> **Aim of the exercise**:
Your output is the line containing "wheel. Do not add anything beyond the points." plus all lines after it to the end of the records, reproduced exactly, with nothing else.

> **Information given**:
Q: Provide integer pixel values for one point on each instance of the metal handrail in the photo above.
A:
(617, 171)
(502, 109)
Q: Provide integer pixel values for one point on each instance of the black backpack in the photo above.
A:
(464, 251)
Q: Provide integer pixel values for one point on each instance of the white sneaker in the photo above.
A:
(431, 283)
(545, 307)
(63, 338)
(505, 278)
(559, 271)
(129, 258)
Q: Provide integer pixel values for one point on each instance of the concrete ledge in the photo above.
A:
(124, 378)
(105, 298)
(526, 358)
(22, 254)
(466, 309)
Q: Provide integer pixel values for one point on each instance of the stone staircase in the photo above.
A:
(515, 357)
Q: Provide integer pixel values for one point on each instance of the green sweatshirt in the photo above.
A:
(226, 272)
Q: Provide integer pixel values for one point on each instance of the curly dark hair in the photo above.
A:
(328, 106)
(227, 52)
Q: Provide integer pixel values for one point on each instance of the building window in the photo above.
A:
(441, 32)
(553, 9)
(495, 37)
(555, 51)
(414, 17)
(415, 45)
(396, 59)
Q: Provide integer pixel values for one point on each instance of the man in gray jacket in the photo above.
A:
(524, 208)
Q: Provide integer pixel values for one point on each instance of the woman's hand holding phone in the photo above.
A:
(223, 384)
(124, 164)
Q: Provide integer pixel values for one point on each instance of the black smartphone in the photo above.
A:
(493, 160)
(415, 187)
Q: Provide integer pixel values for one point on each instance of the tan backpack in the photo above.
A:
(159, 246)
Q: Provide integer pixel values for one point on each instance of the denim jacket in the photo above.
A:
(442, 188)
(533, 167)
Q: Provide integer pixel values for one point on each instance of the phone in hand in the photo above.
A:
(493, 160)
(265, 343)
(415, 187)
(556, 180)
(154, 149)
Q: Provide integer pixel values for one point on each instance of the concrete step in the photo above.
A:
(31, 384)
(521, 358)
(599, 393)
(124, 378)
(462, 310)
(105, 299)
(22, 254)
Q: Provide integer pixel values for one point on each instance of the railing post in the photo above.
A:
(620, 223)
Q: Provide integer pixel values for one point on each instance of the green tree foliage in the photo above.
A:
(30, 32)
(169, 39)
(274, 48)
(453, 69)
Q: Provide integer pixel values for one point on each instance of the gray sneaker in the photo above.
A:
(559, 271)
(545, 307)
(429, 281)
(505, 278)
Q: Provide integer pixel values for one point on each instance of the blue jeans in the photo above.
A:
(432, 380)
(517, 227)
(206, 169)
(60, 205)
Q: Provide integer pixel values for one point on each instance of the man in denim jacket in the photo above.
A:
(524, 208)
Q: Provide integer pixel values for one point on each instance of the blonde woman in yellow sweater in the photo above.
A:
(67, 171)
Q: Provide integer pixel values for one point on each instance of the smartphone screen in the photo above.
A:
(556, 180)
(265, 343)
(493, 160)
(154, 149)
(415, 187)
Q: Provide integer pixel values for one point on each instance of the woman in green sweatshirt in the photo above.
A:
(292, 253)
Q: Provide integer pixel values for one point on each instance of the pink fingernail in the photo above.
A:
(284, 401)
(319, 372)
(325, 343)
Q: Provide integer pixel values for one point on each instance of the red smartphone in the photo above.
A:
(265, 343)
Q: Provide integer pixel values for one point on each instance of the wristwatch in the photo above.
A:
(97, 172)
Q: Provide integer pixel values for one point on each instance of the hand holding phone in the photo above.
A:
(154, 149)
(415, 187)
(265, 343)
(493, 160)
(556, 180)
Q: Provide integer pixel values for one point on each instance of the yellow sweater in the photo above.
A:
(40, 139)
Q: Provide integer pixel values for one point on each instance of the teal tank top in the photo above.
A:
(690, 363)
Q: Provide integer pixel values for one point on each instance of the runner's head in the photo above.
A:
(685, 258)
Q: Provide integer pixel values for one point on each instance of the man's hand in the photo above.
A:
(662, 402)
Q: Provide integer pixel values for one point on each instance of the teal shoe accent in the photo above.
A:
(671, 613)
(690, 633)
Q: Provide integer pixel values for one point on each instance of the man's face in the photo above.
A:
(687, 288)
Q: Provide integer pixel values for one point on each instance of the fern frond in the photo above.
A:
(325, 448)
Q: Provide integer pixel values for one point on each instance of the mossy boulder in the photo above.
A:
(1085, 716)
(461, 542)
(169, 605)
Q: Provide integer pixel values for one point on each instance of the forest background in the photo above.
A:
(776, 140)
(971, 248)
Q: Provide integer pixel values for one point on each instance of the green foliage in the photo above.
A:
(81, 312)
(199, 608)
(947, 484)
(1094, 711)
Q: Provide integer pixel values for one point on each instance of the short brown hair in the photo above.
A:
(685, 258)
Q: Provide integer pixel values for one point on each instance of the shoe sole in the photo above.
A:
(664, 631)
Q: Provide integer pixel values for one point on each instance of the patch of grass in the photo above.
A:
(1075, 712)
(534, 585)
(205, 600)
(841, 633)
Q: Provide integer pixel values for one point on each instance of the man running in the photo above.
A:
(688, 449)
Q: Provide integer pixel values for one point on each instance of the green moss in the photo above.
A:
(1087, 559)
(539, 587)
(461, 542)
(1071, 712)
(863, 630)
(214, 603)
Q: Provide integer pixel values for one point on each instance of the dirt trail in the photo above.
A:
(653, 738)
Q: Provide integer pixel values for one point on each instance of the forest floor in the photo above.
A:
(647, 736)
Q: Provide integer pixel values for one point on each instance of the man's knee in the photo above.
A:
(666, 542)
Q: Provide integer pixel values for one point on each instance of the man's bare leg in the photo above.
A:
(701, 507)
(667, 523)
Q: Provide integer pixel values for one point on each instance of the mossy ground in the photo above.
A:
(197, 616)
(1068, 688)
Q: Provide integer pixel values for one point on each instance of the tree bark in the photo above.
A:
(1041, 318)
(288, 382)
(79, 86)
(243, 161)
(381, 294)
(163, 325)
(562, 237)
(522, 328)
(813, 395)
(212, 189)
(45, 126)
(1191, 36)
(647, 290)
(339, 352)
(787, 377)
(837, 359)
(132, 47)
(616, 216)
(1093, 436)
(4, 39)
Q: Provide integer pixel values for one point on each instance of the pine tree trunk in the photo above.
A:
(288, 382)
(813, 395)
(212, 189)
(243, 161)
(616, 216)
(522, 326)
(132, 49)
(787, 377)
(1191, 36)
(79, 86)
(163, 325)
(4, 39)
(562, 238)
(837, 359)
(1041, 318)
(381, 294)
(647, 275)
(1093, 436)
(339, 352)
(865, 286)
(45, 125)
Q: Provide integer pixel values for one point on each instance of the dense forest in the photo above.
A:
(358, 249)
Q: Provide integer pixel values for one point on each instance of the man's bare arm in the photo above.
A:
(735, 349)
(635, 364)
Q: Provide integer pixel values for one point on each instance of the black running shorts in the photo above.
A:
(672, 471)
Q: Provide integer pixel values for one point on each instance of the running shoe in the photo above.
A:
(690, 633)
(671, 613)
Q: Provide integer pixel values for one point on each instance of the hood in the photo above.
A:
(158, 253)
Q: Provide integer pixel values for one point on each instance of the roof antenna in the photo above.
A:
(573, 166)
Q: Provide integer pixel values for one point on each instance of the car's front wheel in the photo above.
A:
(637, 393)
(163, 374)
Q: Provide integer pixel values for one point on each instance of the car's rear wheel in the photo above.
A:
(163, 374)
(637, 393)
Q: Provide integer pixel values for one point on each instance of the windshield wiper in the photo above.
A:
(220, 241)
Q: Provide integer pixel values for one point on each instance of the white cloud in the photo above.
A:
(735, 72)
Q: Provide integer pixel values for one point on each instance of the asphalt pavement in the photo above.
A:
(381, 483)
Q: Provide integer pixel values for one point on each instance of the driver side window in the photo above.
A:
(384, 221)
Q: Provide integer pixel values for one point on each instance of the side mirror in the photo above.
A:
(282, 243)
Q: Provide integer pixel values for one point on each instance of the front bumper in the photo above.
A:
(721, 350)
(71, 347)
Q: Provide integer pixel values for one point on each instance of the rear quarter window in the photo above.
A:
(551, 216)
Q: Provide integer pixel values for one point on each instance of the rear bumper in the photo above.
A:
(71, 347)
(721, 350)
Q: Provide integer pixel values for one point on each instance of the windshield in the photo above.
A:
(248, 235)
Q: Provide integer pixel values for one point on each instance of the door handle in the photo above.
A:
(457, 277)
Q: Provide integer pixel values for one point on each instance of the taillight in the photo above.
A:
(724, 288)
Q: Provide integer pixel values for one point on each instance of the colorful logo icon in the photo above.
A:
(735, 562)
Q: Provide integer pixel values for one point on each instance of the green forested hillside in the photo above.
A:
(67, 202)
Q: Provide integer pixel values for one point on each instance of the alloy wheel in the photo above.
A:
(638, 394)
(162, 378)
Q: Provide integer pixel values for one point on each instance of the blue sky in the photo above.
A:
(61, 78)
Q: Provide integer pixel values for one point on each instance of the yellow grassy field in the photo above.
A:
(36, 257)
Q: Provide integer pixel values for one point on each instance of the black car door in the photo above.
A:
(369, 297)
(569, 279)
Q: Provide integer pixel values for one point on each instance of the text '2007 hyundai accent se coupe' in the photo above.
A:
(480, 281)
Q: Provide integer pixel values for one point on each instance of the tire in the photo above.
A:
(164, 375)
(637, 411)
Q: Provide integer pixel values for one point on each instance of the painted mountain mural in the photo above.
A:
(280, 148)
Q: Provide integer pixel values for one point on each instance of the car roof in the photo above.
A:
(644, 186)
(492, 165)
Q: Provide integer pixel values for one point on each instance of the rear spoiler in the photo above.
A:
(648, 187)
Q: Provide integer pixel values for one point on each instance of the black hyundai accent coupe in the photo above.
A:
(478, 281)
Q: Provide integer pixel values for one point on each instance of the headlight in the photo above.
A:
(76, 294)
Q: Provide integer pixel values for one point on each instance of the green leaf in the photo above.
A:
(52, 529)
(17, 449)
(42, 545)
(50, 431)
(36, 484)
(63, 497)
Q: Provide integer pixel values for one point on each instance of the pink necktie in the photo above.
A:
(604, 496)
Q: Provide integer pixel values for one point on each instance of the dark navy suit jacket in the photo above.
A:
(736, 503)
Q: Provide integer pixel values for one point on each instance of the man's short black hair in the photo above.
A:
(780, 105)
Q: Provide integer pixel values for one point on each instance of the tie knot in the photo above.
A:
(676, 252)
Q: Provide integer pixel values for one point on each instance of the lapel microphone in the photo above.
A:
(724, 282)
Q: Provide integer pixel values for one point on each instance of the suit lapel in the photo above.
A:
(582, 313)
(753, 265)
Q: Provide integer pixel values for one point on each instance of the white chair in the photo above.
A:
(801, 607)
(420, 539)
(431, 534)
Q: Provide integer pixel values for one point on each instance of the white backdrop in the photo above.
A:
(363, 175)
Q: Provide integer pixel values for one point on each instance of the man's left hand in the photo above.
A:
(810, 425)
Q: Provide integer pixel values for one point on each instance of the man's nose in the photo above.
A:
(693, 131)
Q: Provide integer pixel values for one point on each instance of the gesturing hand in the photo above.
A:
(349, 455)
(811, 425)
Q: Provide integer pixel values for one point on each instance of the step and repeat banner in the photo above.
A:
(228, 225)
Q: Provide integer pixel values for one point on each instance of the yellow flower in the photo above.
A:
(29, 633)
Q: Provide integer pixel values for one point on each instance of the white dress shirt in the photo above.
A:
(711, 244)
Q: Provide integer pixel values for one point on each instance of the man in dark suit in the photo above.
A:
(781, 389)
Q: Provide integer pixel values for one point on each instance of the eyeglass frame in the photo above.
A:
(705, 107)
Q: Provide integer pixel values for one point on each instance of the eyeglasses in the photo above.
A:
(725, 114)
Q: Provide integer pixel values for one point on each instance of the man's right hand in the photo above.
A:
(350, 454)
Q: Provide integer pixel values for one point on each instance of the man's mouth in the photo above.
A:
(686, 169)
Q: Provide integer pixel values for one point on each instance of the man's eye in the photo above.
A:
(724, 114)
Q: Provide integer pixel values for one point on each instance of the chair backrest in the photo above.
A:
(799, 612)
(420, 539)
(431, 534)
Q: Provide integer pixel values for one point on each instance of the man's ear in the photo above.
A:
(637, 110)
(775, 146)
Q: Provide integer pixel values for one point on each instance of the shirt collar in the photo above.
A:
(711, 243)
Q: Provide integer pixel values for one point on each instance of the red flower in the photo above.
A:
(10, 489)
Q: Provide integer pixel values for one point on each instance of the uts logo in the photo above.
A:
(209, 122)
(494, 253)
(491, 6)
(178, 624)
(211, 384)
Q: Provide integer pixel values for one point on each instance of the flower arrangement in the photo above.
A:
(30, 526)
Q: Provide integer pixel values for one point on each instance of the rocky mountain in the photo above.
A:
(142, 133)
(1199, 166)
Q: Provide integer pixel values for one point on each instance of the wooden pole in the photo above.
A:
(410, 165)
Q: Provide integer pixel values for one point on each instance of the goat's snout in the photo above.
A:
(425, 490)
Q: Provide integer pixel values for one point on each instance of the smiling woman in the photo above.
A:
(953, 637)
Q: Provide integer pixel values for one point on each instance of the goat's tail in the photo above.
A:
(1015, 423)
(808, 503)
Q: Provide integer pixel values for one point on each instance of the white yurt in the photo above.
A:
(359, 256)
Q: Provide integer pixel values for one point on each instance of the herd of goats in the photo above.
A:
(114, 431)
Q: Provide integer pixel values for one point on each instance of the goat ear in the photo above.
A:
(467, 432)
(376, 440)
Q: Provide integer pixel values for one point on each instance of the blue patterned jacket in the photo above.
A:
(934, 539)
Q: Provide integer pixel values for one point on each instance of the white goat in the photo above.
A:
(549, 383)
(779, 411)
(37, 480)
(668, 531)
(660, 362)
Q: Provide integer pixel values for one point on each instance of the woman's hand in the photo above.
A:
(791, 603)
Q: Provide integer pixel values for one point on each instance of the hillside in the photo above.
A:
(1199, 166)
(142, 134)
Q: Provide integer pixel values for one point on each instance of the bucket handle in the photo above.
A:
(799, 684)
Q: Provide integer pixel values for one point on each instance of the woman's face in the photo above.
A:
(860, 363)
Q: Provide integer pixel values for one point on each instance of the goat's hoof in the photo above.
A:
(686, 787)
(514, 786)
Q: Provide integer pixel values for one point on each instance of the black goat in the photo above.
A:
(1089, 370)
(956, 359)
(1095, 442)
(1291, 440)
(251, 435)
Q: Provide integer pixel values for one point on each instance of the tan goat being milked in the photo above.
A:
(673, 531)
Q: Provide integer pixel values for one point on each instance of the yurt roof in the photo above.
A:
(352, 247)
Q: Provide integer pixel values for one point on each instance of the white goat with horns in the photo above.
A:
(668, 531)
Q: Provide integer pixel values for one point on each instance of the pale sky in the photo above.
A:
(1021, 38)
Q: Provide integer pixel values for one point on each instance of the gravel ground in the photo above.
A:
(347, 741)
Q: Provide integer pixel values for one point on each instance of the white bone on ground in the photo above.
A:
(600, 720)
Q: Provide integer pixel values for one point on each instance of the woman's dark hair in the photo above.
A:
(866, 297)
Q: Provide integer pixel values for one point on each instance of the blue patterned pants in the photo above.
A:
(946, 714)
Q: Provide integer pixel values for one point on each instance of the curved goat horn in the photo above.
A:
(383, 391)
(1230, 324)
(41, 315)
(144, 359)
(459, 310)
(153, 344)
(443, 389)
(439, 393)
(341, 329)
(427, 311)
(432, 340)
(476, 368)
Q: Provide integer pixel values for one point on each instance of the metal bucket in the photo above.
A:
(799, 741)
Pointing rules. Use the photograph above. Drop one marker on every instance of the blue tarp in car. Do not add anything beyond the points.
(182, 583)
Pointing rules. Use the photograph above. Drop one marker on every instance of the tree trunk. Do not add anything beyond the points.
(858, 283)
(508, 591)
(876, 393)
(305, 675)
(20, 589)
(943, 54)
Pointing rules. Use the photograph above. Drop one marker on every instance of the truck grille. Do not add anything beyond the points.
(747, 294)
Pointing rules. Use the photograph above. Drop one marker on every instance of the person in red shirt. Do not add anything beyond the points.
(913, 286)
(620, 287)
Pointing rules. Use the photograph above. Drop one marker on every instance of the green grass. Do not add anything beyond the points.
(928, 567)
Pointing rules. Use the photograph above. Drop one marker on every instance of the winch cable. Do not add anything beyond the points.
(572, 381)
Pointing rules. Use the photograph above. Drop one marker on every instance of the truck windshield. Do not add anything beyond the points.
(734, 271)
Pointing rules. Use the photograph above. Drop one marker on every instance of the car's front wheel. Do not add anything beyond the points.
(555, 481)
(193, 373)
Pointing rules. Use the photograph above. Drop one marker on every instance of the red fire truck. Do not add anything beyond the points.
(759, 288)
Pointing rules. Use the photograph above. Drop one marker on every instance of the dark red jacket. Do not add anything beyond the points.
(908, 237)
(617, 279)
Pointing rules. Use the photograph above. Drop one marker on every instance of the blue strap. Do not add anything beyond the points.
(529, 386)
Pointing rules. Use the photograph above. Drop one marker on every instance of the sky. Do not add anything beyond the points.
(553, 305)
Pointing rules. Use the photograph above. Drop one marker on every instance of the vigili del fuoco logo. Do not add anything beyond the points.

> **Output for this exercise**:
Pointing rules. Use the photograph above. Drop one marker on every instance of the car's front wheel. Do not add anything beyond the points.
(555, 481)
(193, 373)
Pointing rules. Use the photograph above. Drop one marker on every instance of the red fire truck. Do not add anything beyond the points.
(759, 288)
Pointing rules. Use the photograph above. Drop one marker on every instance of the dark red jacket. Do not add anything beyond the points.
(908, 237)
(617, 279)
Pointing rules. Use the photograph above. Drop one marker on every instance of the blue strap. Do not add anything beyond the points.
(529, 386)
Pointing rules. Use the photograph above. Drop one marker on every instance of the sky. Do not add anything beyond the points.
(553, 305)
Pointing rules. Use the photograph above. Drop one marker on every instance of the vigili del fuoco logo. Do not add anything beyond the points.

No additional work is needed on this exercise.